▶ **Provided passage**
# Reflectology....BMW M6....pull up a pew and grab a brew....



## Reflectology (Jul 29, 2009)

*Well this detail saw me take to the roads down to Gloucester….Cirencester to be exact….up at 3.30am on Friday morning for a 3hr drive…..waiting for me was a bit of a rare beast in the form of this M6….with the distance being as it was I had no way of knowing what I was letting myself in for…..erratic paint readings from 154 - 84 microns which made it all a bit frustrating as I wanted to give this a proper seeing to….one point of the bonnet read high and so did a few others points but there were the odd area of 84-88 which made me air on the side of caution….however this was on almost every panel with only the NS Rear quarter being steady and all in tune….after a recalibration to factory and then an hrs shim test on the evening of the first day saw the readings exactly as they were before….erratic on all but one panel….so it was a steady approach as my thoughts were with the low areas and not the high points….
So on arrival then the M6 looked like this….*









































































*As it was a cold frosty morning the interior was the first up with a swift vac with the seats being steamed….cleaned with Gliptone Cleanser and protected with Carpro Perl….
Before….*























































*Afters….*








































































*It was also an appropriate time to do the engine bay….
Before….*























































*After....*





































*With those 2 jobs out of the way it was time to crack on….wheels up first and they were tackled with Scholl Concepts Rim 7….

▶ **Objective 1**
What cleaning or protection products does the BMW M6 detailing post name?
▶ **Objective 2**
Answer these questions from the BMW M6 detailing post:
(a) At what time did the writer get up on Friday morning?
(b) Which panel was the only one with steady paint readings?
(c) What was tackled first after the interior and engine bay, and with what product?

▶ **Raw records**
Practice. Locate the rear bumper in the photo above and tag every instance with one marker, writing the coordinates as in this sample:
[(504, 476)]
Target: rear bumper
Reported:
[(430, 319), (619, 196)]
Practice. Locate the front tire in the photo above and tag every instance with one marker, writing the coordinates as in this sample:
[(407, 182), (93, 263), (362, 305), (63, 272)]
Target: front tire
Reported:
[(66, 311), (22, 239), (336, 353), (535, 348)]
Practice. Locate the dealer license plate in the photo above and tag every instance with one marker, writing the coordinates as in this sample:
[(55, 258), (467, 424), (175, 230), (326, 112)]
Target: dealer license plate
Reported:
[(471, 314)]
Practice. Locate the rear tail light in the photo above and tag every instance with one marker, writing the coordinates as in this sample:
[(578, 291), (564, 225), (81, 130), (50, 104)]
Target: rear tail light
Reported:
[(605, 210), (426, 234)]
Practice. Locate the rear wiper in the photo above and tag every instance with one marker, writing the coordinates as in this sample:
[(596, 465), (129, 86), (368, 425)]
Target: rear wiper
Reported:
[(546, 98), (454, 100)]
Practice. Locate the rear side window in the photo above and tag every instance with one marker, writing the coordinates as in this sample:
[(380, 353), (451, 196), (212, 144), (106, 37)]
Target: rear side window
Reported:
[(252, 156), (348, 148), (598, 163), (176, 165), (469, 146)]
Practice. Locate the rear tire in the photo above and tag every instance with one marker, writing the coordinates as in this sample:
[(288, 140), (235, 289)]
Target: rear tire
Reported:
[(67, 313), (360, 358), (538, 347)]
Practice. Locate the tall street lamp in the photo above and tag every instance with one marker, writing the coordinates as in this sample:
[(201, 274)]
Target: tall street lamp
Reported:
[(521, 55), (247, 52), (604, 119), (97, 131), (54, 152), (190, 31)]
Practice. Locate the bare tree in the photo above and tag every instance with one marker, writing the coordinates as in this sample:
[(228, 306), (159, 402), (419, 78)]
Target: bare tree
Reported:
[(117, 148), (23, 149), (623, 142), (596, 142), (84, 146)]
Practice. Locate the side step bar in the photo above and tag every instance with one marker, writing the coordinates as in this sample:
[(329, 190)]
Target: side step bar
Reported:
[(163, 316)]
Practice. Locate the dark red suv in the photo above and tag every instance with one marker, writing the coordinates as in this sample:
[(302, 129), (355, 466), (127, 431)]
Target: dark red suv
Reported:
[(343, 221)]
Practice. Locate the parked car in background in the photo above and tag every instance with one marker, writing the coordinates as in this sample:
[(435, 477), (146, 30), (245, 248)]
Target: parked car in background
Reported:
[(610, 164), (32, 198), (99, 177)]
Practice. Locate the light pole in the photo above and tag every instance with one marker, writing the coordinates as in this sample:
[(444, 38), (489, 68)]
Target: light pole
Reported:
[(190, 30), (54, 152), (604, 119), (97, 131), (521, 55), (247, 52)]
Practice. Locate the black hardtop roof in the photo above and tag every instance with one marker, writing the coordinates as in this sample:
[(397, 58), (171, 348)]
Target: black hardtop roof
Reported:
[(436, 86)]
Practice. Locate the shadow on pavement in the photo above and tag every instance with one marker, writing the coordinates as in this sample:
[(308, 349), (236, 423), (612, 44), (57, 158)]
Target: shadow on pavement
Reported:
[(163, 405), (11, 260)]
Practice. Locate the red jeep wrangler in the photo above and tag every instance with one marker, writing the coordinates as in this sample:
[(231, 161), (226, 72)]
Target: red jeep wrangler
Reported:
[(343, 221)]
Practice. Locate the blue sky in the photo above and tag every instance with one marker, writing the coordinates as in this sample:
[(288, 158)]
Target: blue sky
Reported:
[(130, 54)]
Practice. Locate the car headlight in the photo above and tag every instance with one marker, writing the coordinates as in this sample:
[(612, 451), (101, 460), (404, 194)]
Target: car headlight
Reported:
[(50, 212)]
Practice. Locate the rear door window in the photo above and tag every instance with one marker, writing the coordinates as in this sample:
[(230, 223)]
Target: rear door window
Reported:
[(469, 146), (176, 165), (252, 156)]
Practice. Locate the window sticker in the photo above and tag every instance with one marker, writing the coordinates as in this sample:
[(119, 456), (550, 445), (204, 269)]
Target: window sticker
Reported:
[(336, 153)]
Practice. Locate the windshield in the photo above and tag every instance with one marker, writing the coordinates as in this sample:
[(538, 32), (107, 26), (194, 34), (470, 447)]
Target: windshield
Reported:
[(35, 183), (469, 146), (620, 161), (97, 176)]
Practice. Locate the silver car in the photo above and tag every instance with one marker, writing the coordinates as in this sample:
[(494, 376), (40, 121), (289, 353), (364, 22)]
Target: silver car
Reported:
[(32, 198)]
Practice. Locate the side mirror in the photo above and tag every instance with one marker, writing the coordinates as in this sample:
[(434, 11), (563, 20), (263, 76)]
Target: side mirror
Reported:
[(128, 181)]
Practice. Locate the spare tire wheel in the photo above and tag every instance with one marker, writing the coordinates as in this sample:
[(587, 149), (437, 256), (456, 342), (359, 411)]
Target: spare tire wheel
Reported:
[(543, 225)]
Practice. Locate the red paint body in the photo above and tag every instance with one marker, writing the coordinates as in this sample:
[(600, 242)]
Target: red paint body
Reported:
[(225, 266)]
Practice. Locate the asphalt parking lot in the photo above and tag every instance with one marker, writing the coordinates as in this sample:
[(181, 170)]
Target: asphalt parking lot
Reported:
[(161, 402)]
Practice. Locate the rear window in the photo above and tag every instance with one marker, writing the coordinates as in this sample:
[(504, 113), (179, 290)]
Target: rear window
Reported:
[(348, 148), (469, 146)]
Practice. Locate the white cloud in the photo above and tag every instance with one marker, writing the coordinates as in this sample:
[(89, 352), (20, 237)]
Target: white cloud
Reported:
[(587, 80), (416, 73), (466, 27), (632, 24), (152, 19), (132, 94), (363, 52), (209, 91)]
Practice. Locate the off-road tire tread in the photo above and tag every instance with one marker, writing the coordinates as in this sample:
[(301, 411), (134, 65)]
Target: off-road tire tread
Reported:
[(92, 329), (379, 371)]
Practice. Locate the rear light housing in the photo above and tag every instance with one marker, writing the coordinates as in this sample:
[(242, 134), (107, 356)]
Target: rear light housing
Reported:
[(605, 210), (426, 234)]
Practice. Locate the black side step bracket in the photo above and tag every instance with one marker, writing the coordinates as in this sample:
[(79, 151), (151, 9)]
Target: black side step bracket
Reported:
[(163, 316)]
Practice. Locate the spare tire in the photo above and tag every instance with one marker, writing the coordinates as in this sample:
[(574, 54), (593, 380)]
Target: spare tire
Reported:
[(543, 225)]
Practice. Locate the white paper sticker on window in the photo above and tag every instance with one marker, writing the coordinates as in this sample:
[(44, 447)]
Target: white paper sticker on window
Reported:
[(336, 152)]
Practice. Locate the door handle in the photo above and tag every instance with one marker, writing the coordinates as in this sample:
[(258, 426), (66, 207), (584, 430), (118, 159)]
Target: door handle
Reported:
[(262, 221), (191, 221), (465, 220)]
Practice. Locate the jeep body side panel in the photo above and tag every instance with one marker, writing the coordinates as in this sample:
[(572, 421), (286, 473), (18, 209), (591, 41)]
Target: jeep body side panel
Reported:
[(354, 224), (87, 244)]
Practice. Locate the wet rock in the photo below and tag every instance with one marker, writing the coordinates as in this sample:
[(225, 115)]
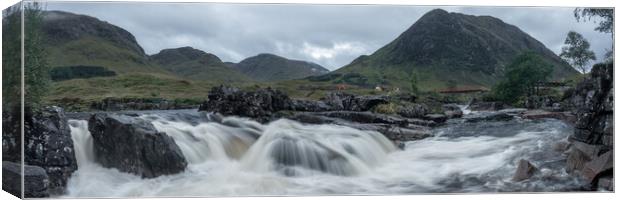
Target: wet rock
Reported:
[(576, 160), (133, 145), (35, 180), (525, 170), (48, 144), (309, 106), (412, 111), (606, 183), (492, 117), (350, 102), (259, 104), (476, 105), (437, 118), (452, 111), (598, 166), (541, 114)]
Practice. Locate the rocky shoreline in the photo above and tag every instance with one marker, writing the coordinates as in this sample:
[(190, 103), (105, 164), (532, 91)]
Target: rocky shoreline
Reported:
[(50, 157)]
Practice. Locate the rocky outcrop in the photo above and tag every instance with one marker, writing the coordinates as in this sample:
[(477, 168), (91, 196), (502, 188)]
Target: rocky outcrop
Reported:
[(592, 141), (133, 145), (549, 103), (500, 116), (477, 105), (47, 144), (119, 104), (412, 110), (260, 104), (542, 114), (35, 180), (452, 111), (394, 128), (525, 170)]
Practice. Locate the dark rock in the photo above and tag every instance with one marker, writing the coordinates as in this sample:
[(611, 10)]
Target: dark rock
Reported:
[(437, 118), (476, 105), (48, 144), (576, 160), (541, 114), (598, 166), (452, 111), (525, 170), (120, 104), (35, 180), (350, 102), (412, 111), (133, 145), (492, 117), (259, 104), (309, 106), (606, 183)]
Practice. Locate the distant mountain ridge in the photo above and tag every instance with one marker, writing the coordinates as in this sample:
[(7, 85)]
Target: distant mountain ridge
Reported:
[(269, 67), (441, 47), (196, 64)]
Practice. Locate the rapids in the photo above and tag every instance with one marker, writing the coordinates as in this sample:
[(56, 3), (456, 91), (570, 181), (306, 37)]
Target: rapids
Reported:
[(231, 156)]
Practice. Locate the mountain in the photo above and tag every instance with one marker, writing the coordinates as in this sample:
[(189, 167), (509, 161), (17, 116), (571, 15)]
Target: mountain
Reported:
[(269, 67), (80, 40), (444, 47), (196, 64)]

▶ **Worked answer 1**
Gliptone Cleanser
Carpro Perl
Scholl Concepts Rim 7

▶ **Worked answer 2**
(a) 3.30am
(b) The NS Rear quarter
(c) The wheels, with Scholl Concepts Rim 7